* [MATERIAL TO PROCESS]
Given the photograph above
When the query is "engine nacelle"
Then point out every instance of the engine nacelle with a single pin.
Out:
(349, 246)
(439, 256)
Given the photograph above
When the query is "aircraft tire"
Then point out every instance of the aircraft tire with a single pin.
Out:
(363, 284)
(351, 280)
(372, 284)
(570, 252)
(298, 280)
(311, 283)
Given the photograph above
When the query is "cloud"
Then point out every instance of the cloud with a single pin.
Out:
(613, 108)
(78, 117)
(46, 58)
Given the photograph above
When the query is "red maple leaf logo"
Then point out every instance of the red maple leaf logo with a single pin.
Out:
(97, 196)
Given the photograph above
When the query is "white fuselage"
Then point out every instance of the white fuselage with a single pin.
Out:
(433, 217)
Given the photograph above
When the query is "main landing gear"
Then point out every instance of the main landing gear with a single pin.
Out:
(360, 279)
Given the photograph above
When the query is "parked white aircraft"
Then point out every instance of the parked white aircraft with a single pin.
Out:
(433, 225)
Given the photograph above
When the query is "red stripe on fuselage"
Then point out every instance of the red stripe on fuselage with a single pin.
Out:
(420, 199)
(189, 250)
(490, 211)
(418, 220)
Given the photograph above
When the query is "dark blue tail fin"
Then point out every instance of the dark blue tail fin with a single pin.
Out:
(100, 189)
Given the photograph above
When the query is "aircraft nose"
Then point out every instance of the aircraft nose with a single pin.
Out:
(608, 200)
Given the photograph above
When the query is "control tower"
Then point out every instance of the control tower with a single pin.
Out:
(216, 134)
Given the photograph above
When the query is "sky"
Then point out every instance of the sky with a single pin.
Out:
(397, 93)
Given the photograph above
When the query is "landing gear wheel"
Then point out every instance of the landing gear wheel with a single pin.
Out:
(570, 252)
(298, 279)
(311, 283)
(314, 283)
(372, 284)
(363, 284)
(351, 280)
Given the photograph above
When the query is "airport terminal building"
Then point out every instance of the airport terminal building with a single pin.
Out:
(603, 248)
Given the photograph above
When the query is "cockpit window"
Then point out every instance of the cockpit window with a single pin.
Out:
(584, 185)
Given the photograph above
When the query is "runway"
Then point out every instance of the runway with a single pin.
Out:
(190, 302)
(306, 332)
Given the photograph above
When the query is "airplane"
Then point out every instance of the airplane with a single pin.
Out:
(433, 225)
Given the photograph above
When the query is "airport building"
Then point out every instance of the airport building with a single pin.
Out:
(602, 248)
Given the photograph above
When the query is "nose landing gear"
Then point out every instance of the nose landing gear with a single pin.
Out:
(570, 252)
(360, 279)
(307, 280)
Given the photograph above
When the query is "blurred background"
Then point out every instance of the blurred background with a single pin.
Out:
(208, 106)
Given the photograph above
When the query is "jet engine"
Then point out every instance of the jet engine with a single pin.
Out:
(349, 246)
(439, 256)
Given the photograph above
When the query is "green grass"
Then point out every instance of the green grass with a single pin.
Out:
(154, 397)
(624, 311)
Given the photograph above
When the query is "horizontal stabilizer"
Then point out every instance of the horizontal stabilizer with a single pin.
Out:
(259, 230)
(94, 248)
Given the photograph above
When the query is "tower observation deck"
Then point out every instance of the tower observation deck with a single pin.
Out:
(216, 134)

* [YOUR INSTRUCTIONS] Give the number of lines in the data that contain the string "nacelle" and nothing more.

* [PROBLEM SOLUTION] 2